_Supplied passage_
▼
Mr TURNOUR (9:33 AM) —I had the great pleasure of attending Australia’s Biggest Morning Tea at the Manoora Community Centre on 22 May 2008. This fundraiser for the Cancer Council happens every year and is the council’s foremost fundraising event, having raised over $40 million since it began in 1994.

Cancer touches everyone’s life, with one in two men and one in three women developing cancer before the age of 55. In Australia each year, 106,000 new cases of cancer are diagnosed, and cancer is the leading cause of death in Australia, with more than 39,000 people dying each year. Cancer is difficult to deal with at the best of times, but for families living in rural and regional areas like Cairns and tropical North Queensland, where there are a lack of facilities to properly treat cancer, it can be extremely difficult to manage. Many people have to travel away to Townsville or Brisbane for treatment. That is why the efforts of Chris Acraman, Robyn Martin, Tapu Rea, Paulo Leaso, Roxanne Rae and Ipu Leaso at the Manoora Community Centre to host a Biggest Morning Tea and raise money to help find a cure, as well as to support cancer sufferers, is so appreciated by our local community. They joined with thousands of others who attended Biggest Morning Teas across our region and the country to raise money for this very worthy cause.

The efforts of Cairns and tropical North Queensland to raise money for cancer were also on display last weekend. The Queensland Cancer Council’s Relay for Life event in Cairns again attracted thousands of people to Barlow Park. I am happy to report that the Cairns Relay for Life was the second largest in the country, behind Perth. Given that the region’s population is in the hundreds of thousands, not in the millions like other regions, this is a great achievement by the committee led by Grahame Doeblien and project officer Carol Hopkins.
▲
[Data records]
▼
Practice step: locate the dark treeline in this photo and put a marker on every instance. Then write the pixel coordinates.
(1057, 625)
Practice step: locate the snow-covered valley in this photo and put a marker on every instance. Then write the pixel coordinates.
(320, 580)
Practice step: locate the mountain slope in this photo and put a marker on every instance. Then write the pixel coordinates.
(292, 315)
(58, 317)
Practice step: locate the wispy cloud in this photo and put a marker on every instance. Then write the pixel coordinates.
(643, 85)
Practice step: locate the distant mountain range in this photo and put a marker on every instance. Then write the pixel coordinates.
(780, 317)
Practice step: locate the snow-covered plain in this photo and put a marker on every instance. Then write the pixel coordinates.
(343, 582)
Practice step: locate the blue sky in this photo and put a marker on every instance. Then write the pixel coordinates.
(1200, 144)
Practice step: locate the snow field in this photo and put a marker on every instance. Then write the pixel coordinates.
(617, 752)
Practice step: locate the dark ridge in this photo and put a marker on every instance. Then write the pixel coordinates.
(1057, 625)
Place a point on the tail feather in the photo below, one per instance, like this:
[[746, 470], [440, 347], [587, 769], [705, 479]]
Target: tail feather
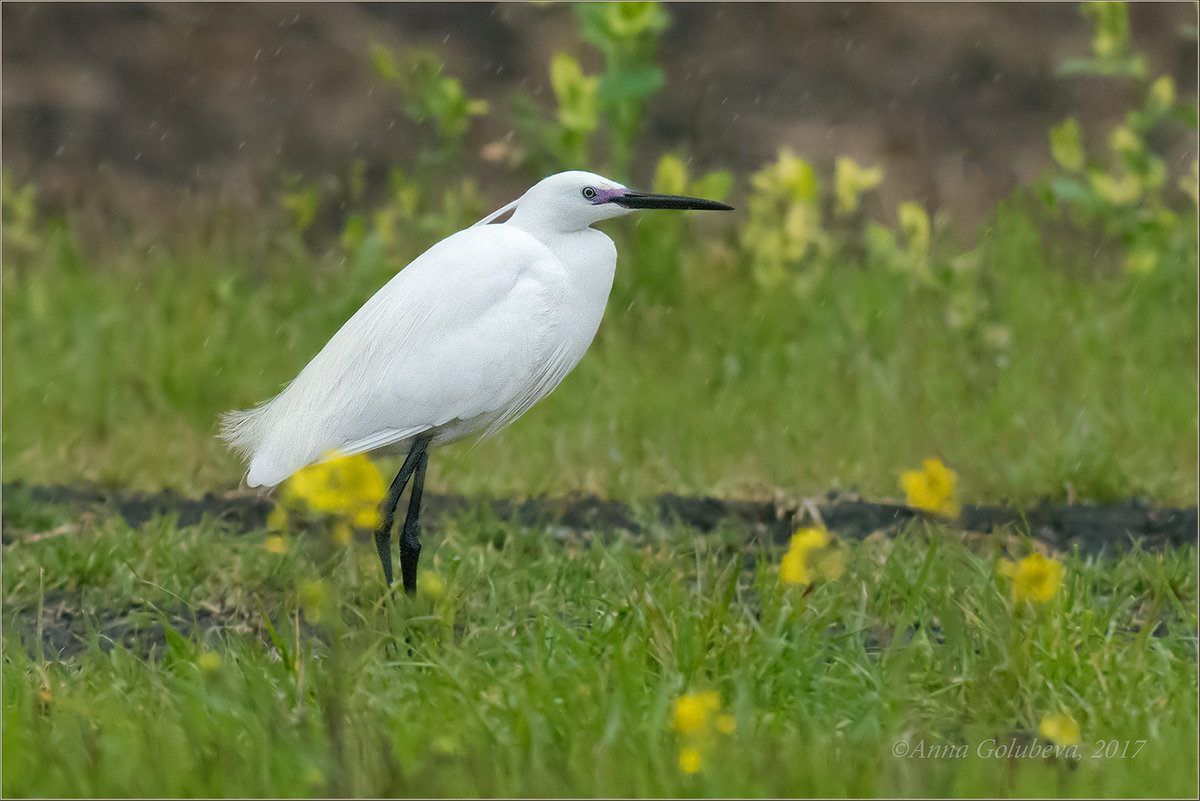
[[244, 429]]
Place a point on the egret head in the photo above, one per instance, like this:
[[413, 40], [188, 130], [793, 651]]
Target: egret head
[[573, 200]]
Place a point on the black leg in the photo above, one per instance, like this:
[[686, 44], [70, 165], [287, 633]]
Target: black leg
[[388, 510], [411, 537]]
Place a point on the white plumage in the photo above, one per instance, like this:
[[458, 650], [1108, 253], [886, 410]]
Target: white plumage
[[462, 341], [465, 338]]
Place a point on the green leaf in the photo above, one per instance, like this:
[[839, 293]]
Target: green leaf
[[1067, 146]]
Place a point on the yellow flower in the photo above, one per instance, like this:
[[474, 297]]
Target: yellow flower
[[691, 711], [851, 180], [349, 487], [1035, 578], [811, 554], [689, 760], [1061, 729], [209, 661], [931, 488], [1191, 184]]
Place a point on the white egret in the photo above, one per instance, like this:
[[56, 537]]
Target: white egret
[[462, 341]]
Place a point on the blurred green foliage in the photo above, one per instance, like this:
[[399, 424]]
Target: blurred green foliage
[[1128, 194], [431, 96], [810, 299], [598, 118]]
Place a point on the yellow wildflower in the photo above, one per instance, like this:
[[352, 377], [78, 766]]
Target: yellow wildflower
[[349, 487], [691, 711], [851, 180], [931, 488], [690, 760], [1061, 729], [695, 717], [809, 555], [1035, 578]]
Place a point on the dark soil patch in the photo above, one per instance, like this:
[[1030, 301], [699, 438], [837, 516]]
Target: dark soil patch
[[1092, 529], [69, 626]]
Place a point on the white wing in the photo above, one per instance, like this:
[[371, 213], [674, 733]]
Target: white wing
[[463, 332]]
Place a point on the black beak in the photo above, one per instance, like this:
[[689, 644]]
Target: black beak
[[646, 200]]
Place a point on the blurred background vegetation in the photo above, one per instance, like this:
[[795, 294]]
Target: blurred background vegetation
[[965, 232]]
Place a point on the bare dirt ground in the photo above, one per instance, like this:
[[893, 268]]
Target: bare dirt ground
[[142, 113], [65, 625]]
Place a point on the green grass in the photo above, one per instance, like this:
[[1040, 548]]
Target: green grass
[[549, 667], [1075, 378]]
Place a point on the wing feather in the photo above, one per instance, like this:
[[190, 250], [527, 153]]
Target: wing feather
[[461, 333]]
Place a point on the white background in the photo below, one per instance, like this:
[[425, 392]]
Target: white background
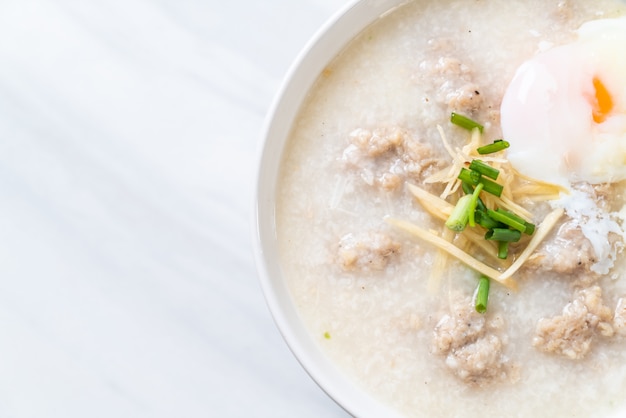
[[129, 132]]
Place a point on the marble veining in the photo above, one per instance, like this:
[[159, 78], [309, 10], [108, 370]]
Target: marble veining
[[128, 139]]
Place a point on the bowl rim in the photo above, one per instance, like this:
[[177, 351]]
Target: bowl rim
[[346, 24], [332, 37]]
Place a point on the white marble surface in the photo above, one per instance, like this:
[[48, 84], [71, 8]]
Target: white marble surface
[[128, 138]]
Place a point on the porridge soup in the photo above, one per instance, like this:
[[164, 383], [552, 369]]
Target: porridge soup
[[369, 180]]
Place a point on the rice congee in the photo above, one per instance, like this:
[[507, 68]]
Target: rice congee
[[450, 209]]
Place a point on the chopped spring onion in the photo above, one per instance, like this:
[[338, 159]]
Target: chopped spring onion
[[481, 296], [503, 250], [484, 169], [497, 145], [484, 220], [503, 234], [465, 122], [470, 177], [458, 219], [473, 204], [512, 220], [474, 178]]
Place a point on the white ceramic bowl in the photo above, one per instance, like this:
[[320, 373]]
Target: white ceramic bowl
[[322, 48]]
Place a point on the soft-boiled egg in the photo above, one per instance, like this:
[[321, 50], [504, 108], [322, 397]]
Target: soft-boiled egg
[[564, 112]]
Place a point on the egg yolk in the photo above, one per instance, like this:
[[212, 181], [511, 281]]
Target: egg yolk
[[603, 104]]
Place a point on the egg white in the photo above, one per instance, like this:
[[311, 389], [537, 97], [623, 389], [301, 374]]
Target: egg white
[[547, 112]]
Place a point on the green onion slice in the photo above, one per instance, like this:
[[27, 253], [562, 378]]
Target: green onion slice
[[484, 169], [497, 145], [481, 295], [503, 250], [465, 122], [483, 219], [473, 204], [508, 218], [457, 221], [503, 234]]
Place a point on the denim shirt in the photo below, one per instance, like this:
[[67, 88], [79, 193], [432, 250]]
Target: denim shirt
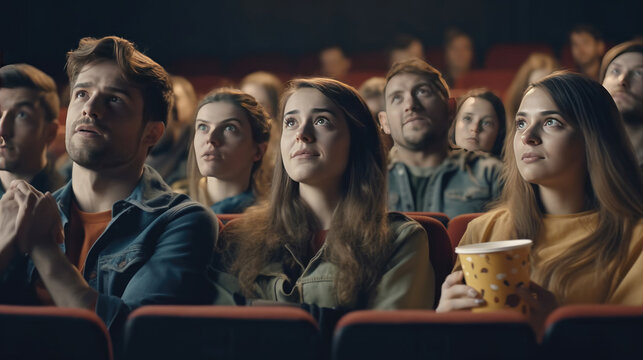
▲
_Questions_
1 - In the speech about cancer fundraising, list the people named as hosting the Biggest Morning Tea at the Manoora Community Centre.
2 - Continue the speech about cancer fundraising in Cairns and tropical North Queensland, starting after its final sentence.

_Answers for the exercise_
1 - Chris Acraman, Robyn Martin, Tapu Rea, Paulo Leaso, Roxanne Rae, Ipu Leaso

2 -
This year 178 teams participated, representing a vast array of the community, from Cairns hospital to the local department of primary industries, banks and local community organisations. They came together for Relay for Life and raised over $425,000. They walked continuously for 18 hours around Barlow Park tracks. The highest number of laps achieved by the team was 502 laps, which was a great effort. The other great thing about Cairns Relay for Life this year was that 215 cancer survivors came out and led the walk—this was up from 145 cancer survivors who participated last year.

Along with other members of the community, I salute the efforts of those who participated in the Biggest Morning Tea and the organisers of the Relay for Life. We thank them for their efforts through the good work of the Queensland Cancer Council to raise money to find a cure and to support those people suffering cancer.